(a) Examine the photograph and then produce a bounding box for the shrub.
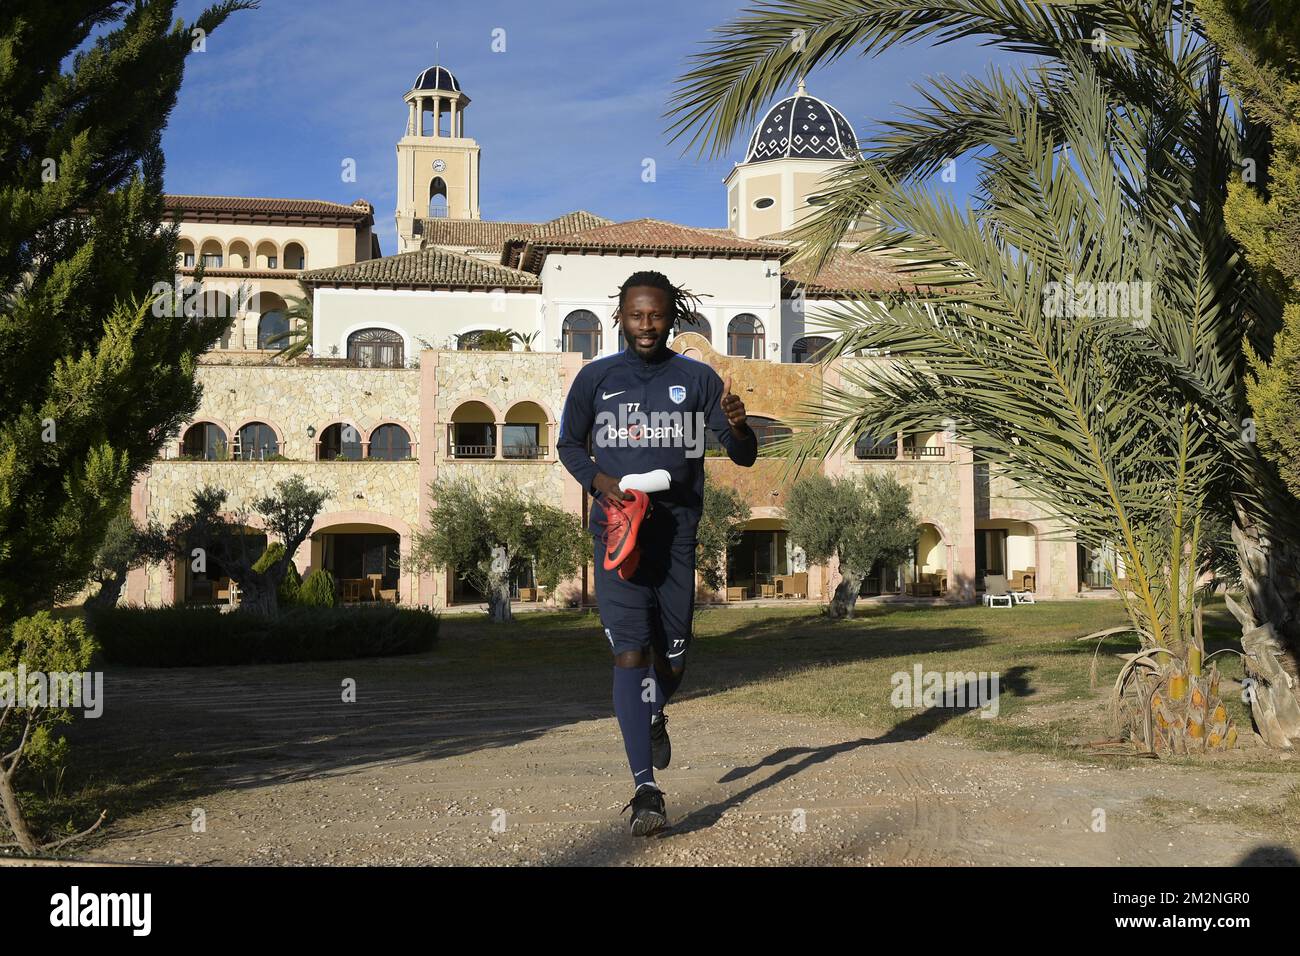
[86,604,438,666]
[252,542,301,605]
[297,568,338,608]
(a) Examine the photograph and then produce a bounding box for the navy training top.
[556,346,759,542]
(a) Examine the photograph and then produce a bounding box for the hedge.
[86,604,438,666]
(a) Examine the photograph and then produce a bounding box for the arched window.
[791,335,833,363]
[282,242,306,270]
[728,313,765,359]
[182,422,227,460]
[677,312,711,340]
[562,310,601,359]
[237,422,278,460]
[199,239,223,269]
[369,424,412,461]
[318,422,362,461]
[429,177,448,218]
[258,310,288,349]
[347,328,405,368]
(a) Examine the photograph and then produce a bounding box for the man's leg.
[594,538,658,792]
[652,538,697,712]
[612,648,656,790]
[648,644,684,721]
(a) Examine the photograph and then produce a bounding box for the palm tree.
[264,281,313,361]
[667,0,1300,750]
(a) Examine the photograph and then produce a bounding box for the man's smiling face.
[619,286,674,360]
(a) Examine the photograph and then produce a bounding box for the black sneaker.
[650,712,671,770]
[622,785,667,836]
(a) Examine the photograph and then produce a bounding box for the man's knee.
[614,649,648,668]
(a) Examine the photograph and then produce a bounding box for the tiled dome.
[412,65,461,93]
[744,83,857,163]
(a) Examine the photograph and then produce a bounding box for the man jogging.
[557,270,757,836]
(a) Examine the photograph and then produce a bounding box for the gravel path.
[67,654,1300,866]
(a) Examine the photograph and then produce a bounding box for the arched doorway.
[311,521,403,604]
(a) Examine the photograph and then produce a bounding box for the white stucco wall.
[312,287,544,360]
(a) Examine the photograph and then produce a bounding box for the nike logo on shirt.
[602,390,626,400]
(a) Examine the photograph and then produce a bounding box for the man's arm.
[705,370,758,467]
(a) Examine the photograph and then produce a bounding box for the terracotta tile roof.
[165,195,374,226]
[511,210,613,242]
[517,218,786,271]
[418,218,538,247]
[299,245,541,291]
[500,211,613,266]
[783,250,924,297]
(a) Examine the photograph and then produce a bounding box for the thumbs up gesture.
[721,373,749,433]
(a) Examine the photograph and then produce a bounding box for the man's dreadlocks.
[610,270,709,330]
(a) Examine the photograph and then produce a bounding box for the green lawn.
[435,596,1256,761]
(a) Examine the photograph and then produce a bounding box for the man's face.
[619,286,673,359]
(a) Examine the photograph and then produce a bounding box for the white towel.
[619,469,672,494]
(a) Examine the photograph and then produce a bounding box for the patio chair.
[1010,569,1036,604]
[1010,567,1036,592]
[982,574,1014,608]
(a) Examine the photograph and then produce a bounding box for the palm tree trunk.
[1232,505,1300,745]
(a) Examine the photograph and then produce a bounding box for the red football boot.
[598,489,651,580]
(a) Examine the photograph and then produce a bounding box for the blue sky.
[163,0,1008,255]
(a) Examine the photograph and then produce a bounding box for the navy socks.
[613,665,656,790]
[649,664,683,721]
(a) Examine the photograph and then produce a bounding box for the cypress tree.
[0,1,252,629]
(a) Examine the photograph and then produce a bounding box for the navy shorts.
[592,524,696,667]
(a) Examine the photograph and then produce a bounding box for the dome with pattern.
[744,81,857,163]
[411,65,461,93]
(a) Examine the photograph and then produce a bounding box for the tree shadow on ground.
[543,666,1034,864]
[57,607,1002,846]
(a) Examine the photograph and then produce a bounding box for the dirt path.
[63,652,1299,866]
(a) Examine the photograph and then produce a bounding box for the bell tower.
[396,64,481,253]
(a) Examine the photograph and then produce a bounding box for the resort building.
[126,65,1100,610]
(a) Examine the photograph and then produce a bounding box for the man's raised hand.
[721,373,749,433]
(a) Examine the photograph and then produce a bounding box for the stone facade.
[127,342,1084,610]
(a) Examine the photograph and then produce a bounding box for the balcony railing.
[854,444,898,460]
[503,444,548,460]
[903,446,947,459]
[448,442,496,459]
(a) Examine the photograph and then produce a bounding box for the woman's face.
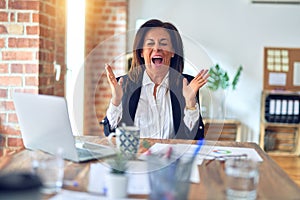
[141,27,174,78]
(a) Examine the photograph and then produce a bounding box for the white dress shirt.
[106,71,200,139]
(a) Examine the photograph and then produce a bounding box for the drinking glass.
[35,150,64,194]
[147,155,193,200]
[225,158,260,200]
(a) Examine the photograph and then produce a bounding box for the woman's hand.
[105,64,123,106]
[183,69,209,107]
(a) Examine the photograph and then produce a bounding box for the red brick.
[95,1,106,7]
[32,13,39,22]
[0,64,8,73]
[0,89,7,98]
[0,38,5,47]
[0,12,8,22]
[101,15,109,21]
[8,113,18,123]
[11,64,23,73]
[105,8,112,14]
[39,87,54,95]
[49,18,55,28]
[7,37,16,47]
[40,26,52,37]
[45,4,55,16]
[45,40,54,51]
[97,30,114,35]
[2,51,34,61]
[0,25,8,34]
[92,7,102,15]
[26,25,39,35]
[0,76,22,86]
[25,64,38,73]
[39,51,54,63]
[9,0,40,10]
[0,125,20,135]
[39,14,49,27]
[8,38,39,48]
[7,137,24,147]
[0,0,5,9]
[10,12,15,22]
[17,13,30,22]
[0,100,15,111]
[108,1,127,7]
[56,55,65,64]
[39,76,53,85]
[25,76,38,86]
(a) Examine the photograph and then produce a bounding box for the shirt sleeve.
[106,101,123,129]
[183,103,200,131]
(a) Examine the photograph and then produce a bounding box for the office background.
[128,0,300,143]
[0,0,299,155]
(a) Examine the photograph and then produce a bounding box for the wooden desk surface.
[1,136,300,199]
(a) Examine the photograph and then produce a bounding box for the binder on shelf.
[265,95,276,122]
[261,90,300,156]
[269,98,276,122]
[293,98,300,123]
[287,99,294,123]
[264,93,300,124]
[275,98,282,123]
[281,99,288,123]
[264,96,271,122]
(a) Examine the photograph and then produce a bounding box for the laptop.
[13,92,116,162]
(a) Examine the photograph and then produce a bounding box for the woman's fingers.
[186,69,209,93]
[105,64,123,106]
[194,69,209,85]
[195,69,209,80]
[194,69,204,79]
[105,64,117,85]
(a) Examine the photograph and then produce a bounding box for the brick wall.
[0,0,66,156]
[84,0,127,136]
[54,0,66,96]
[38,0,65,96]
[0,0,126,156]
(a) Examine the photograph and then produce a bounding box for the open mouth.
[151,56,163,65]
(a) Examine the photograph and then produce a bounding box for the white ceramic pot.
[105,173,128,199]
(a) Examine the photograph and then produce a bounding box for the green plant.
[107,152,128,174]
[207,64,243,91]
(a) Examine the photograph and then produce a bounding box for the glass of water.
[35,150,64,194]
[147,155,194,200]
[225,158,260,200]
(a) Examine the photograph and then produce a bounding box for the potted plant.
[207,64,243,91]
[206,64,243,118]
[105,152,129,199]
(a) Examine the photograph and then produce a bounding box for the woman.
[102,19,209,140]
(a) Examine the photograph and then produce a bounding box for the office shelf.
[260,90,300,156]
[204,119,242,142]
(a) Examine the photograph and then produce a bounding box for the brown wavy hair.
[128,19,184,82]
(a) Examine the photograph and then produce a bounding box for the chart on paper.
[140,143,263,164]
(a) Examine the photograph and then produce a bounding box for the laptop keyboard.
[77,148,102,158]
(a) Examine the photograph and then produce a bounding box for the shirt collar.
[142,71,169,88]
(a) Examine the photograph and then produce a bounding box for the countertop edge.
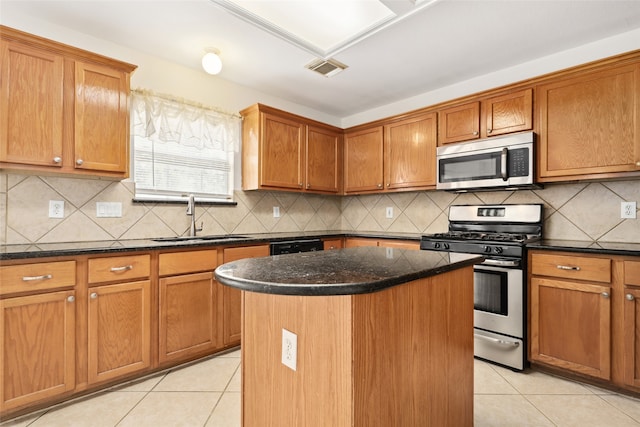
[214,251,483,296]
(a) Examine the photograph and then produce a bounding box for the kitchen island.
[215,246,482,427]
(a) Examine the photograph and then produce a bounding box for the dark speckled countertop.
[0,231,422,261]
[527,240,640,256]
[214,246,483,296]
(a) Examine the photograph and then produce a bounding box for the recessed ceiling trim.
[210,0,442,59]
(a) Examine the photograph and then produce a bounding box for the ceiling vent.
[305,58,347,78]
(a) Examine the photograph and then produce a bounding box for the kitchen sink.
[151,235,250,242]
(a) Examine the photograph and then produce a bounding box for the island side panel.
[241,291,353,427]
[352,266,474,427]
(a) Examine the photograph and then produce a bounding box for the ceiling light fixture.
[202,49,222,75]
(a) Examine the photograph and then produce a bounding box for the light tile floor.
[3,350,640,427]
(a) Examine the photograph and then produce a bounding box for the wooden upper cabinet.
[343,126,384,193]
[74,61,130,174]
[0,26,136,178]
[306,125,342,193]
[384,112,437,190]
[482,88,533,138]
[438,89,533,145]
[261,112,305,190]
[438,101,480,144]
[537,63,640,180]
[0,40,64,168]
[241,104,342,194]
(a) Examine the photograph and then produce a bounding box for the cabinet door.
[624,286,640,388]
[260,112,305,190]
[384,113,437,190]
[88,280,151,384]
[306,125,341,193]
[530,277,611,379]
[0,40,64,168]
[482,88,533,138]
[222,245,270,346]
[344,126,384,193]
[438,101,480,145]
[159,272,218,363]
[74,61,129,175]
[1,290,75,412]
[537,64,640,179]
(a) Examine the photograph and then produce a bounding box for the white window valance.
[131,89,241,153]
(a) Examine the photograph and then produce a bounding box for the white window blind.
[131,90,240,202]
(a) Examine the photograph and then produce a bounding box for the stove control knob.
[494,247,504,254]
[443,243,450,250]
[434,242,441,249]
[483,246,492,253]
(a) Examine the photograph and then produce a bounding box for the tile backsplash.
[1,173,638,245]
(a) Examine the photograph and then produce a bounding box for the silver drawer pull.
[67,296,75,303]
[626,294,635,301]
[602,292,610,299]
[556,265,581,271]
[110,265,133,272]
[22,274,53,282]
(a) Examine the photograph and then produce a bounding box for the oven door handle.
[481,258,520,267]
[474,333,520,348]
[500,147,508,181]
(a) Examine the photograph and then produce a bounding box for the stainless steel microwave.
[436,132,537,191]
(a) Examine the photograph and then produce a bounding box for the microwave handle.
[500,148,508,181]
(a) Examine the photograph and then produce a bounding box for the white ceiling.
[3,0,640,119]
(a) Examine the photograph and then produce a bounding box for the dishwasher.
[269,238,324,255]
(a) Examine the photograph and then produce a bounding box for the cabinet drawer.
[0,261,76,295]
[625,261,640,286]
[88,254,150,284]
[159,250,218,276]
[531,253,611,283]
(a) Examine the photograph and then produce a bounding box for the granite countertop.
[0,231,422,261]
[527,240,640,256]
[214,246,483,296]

| ACTION ITEM |
The line containing "stainless steel microwave." and each line after it through the end of the listing above must be printed exactly, with nothing added.

| REPLY TO THE TASK |
(a) Examine the photograph and then produce a bounding box for the stainless steel microwave.
[436,132,537,191]
(a) Examine the photograph and then produce a bounding box for the microwave handle.
[500,148,508,181]
(a) Examine the photograph and then produce a bounding box for the white ceiling.
[3,0,640,119]
(a) Examine the photograph and then produce a bounding box for the dishwasher.
[269,238,324,255]
(a) Examine the photograph and then produce a bounding box for the cabinet drawer.
[0,261,76,295]
[625,261,640,286]
[88,254,150,284]
[159,250,218,276]
[531,253,611,283]
(a) Examine the photograph and then produce a bounding box for the granite countertop.
[0,231,422,261]
[527,240,640,256]
[214,246,483,296]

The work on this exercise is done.